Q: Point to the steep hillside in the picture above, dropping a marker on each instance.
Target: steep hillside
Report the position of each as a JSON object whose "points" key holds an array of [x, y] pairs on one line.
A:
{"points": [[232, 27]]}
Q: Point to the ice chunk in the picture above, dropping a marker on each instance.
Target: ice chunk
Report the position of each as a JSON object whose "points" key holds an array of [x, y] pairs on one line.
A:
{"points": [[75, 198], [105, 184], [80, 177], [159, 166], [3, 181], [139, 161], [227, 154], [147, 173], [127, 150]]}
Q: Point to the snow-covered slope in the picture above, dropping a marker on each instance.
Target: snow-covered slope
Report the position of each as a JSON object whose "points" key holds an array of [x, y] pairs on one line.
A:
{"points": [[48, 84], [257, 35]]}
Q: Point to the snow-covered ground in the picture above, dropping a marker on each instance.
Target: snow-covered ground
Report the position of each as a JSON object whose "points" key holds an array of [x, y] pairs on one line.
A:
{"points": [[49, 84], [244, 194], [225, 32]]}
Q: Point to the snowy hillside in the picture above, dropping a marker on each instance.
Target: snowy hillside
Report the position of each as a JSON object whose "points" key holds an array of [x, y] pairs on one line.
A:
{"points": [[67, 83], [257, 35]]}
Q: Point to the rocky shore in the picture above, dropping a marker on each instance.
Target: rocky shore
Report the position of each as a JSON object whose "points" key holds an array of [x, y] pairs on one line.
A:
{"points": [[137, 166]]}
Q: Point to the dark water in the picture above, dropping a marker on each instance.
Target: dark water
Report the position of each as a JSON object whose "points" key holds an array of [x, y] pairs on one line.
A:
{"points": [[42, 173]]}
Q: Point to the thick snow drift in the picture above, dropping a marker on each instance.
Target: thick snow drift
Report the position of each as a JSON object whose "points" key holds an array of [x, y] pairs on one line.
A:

_ _ _ _ _ _ _

TRY IT.
Using the material above, print every entry exactly as written.

RESPONSE BELOW.
Q: Point to the steep hillside in the picture above, dropping a marker on each instance.
Target: steep hillside
Report the position of each as a JSON object whose "points" key holds an array of [x, y] pairs on one line.
A:
{"points": [[232, 27]]}
Q: Point to the ice chunk in the picture above, dropping a marker on each instance.
Target: ice chunk
Report the position of each as a JSON object whose "points" key holds an array of [x, y] pairs on one line.
A:
{"points": [[75, 198], [105, 184], [80, 177], [159, 166], [3, 181], [139, 161], [227, 154], [147, 173], [127, 150]]}
Q: Point to the snow-covered slope in the picture above, dropping a marker on each instance.
Target: snow-covered slope
Report the position of each as a JSON object whose "points" key holds an array of [x, y] pairs on one line.
A:
{"points": [[48, 84], [257, 35]]}
Q: Point to the snow-covered ground in the picture above, dropping a marker on each instance.
Target: snow-covered ground
Report the position of each as a JSON object whose "points" key holds an array of [x, y] pairs on one line.
A:
{"points": [[49, 84], [244, 194], [225, 32]]}
Q: Point to the snowy hillside in the picture above, dropping a marker on each instance.
Target: snowy hillside
Report the position of each as a JSON object whose "points" key holds an array of [x, y] pairs on one line.
A:
{"points": [[67, 83], [257, 35]]}
Q: Point to the rocky shore in the picture above, dropping a marker on each instance.
Target: rocky shore
Report the position of each as a JSON object whose "points" key holds an array of [x, y] pairs on one line.
A:
{"points": [[137, 166]]}
Q: Point to the dark water in the picture above, dropping a marker on each instance.
Target: dark water
Report the position of each as a JSON object whose "points" key holds an array of [x, y] pairs on one line.
A:
{"points": [[42, 173]]}
Q: Point to the thick snow drift in the picture above, dropping a marker on each instance.
Target: thick snow drift
Report the position of each as a JSON object whose "points" key holds an array of [x, y] pairs on one line.
A:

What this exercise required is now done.